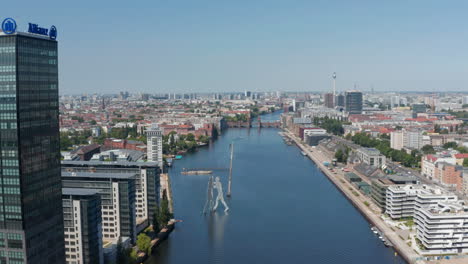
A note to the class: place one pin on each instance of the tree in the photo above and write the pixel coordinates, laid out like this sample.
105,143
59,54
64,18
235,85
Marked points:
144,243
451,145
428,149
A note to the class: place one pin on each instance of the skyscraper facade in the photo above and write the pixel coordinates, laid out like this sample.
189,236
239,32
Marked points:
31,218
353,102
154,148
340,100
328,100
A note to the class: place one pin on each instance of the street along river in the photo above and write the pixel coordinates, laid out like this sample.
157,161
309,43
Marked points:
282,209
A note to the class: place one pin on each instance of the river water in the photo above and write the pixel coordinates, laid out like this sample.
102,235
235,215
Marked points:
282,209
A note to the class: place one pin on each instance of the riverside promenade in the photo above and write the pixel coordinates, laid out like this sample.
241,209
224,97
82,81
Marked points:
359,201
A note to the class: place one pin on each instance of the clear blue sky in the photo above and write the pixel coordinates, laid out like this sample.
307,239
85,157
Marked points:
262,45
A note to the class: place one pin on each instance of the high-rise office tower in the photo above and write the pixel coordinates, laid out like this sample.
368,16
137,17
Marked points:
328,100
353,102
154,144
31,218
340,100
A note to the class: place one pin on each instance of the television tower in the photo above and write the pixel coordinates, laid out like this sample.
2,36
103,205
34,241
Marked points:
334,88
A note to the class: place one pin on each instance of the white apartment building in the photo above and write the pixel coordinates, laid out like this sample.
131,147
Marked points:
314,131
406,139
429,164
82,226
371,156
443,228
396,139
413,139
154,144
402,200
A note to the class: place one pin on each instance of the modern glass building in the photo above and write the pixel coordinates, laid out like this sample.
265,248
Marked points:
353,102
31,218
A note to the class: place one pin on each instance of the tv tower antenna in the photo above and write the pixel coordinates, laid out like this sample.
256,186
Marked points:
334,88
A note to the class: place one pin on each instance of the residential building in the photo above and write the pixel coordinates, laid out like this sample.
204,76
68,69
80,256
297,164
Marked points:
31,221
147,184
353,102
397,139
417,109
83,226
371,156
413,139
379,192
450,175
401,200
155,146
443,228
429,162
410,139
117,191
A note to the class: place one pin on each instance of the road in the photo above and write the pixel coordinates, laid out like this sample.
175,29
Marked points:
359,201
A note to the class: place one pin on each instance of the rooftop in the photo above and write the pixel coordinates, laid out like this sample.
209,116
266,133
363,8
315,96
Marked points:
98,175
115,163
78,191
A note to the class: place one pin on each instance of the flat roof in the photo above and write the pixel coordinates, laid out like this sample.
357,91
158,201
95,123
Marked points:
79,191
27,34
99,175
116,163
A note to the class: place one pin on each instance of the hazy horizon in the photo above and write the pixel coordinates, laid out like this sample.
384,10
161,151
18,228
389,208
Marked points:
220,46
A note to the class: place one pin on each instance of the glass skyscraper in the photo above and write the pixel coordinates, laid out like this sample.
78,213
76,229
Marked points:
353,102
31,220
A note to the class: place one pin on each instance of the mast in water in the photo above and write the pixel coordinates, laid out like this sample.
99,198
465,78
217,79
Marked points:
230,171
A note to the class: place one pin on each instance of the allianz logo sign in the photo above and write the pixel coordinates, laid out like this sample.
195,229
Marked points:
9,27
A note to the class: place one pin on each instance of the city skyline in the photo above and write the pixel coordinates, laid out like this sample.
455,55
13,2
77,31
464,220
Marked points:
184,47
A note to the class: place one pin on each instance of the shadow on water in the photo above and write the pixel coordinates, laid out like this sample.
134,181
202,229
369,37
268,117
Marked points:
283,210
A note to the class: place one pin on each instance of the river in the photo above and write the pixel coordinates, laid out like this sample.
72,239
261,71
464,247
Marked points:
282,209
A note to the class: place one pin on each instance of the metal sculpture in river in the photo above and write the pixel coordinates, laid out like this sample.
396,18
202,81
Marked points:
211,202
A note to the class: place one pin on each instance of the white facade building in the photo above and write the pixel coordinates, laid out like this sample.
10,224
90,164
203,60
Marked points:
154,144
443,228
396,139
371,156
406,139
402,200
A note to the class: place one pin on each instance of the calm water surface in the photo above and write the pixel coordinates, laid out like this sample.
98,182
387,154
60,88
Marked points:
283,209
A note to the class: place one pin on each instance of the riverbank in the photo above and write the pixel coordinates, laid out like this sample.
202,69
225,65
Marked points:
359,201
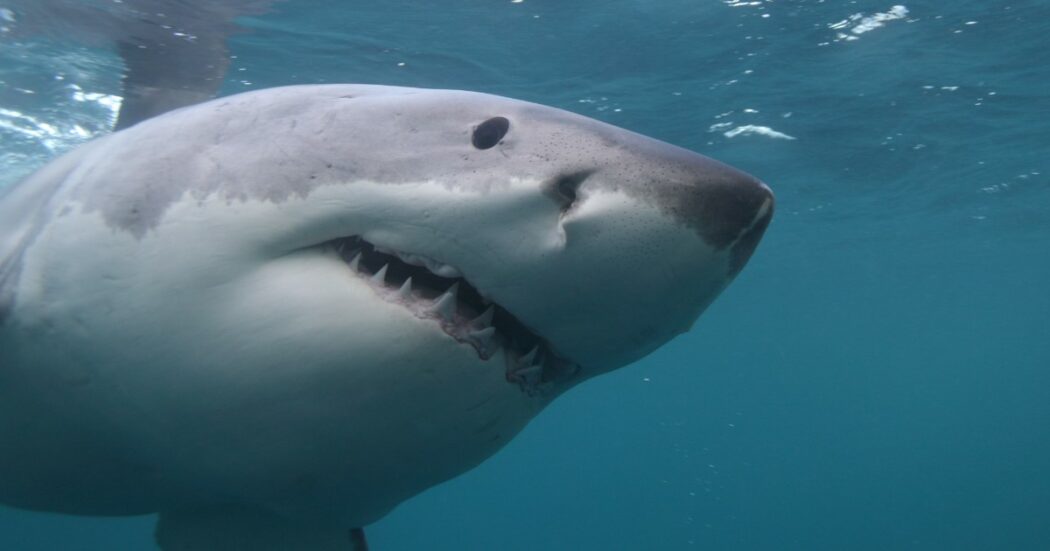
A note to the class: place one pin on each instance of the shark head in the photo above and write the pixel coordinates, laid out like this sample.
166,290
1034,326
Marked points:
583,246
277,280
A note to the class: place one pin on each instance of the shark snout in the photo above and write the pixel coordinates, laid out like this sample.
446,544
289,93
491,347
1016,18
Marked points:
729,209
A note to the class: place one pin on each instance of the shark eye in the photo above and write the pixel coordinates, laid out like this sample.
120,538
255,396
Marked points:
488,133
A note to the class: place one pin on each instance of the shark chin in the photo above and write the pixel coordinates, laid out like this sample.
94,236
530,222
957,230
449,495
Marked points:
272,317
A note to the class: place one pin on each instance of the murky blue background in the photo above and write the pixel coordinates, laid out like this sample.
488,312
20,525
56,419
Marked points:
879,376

__________

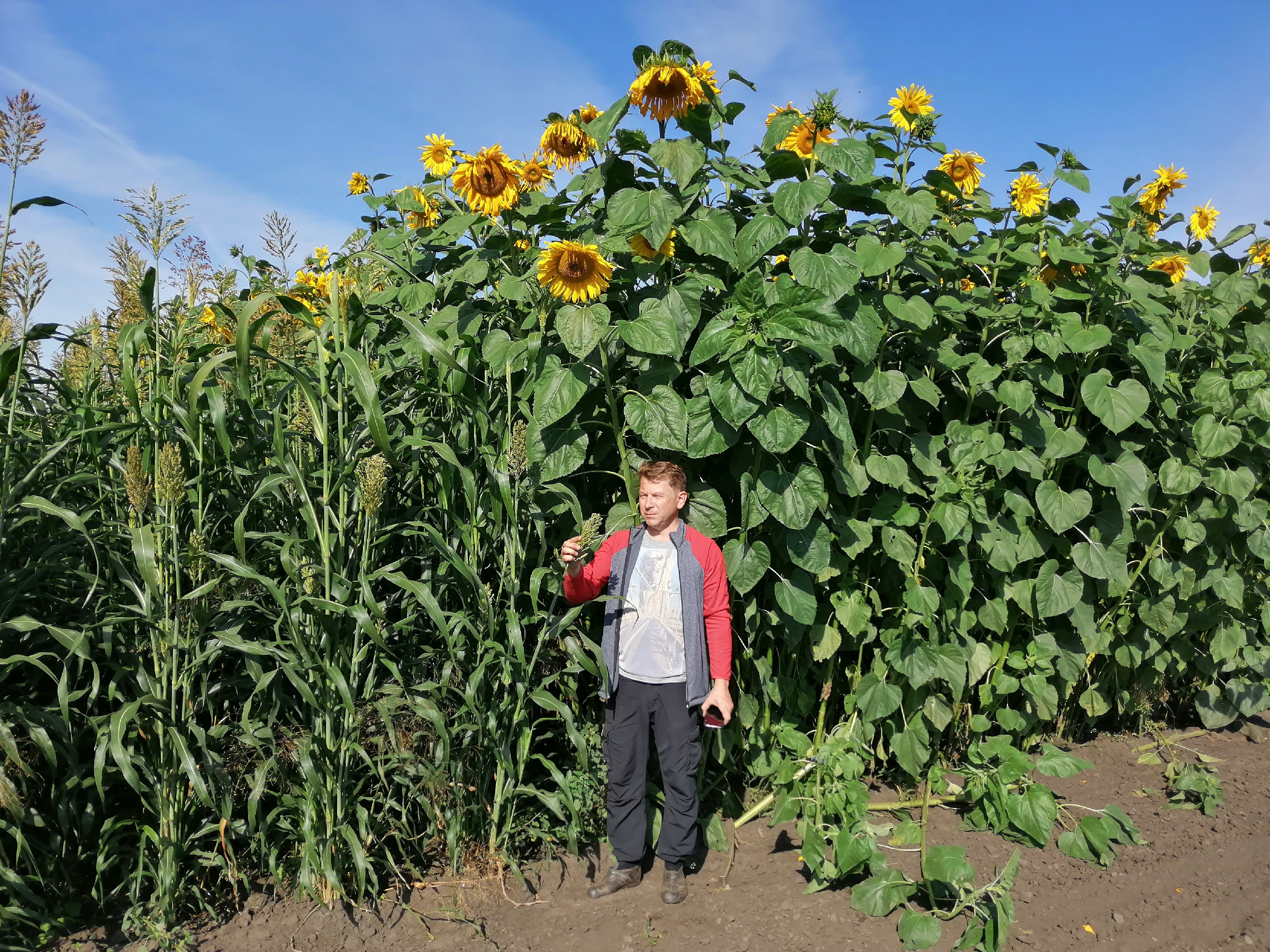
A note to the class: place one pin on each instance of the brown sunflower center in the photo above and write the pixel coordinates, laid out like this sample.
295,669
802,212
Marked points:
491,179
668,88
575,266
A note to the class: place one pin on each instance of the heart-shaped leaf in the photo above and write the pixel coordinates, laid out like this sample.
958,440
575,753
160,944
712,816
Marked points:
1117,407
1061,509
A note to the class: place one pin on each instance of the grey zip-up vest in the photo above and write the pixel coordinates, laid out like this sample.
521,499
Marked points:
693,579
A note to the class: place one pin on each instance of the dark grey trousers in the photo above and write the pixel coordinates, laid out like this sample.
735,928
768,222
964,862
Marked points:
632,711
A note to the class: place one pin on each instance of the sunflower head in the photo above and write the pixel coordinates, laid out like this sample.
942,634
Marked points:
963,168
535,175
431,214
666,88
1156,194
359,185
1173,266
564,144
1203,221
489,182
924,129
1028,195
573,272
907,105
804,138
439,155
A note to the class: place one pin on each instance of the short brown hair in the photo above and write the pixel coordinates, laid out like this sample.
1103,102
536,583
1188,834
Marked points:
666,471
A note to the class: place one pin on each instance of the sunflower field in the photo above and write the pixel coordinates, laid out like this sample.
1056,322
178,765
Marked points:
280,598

__________

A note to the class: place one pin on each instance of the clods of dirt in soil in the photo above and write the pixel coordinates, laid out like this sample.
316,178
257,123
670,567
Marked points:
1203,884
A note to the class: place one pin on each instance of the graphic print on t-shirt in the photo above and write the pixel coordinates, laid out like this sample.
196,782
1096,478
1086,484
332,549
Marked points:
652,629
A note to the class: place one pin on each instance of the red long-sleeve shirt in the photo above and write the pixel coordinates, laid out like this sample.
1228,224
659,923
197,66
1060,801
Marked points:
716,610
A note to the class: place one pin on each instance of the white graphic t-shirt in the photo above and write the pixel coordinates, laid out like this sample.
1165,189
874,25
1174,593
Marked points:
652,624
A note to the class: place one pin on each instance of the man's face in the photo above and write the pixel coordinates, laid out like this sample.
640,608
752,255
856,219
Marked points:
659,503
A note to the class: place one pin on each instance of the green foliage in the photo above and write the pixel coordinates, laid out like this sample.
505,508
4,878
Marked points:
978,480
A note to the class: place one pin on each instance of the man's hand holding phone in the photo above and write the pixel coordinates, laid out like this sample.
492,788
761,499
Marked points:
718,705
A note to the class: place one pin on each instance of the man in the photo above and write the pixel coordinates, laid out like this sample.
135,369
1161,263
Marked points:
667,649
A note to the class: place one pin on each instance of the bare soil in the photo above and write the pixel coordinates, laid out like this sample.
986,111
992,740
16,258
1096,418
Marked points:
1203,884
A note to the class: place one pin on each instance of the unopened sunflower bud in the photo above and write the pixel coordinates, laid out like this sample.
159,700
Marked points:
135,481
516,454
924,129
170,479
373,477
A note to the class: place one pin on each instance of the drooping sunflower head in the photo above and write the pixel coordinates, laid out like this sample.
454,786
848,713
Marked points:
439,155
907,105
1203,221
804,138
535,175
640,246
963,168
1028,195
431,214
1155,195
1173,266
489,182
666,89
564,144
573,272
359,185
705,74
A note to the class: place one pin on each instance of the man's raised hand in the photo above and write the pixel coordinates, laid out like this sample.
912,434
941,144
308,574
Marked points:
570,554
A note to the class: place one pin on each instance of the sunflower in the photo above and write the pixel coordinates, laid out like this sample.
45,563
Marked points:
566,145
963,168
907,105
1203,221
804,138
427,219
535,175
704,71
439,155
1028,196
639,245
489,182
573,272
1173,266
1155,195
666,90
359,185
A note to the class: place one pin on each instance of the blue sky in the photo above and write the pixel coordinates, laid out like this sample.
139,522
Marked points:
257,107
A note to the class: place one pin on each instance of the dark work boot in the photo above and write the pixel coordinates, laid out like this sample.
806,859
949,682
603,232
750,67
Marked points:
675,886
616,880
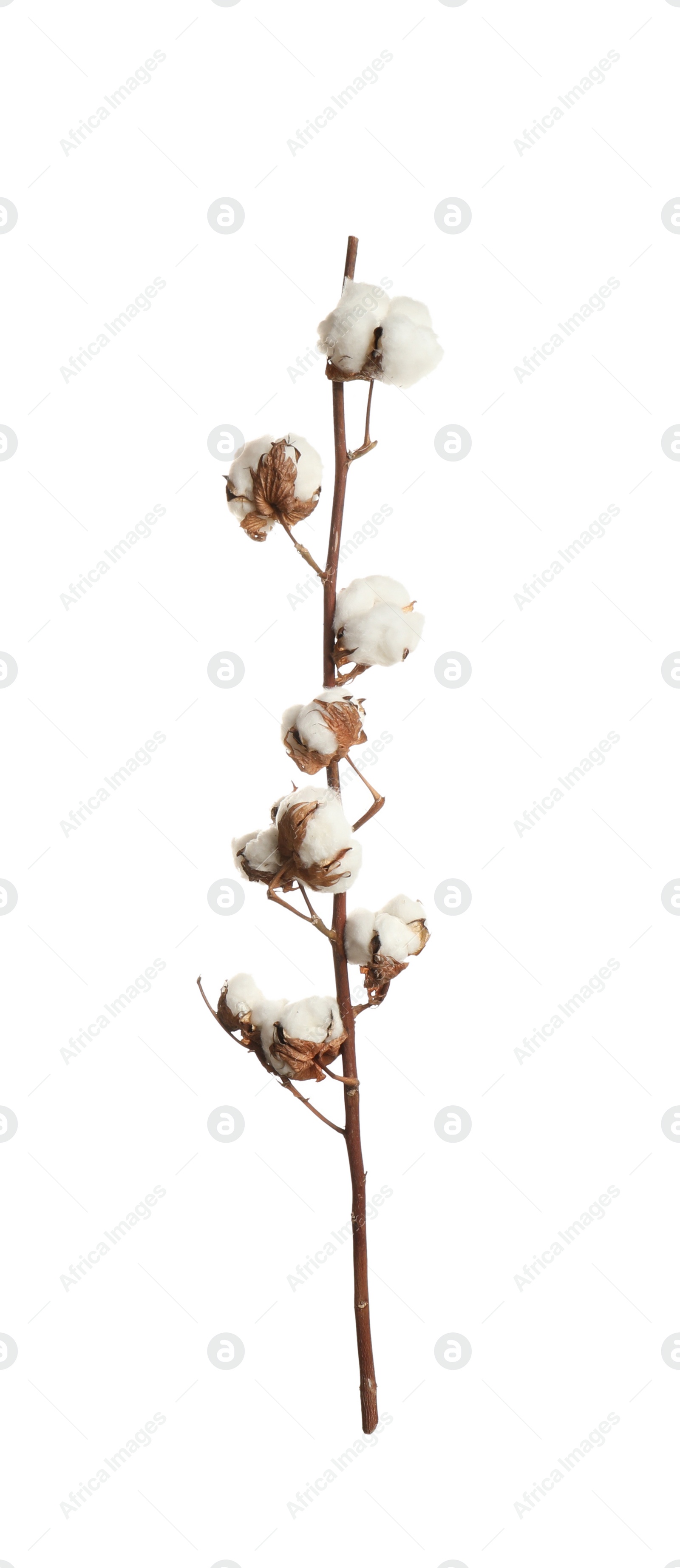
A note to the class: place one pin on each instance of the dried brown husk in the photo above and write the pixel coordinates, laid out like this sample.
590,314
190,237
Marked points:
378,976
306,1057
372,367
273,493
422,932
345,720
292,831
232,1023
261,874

__________

_YOUR OBJECTIVE_.
State how many rows above include the word "grey". Give only the number.

_CORRECT ANSWER_.
2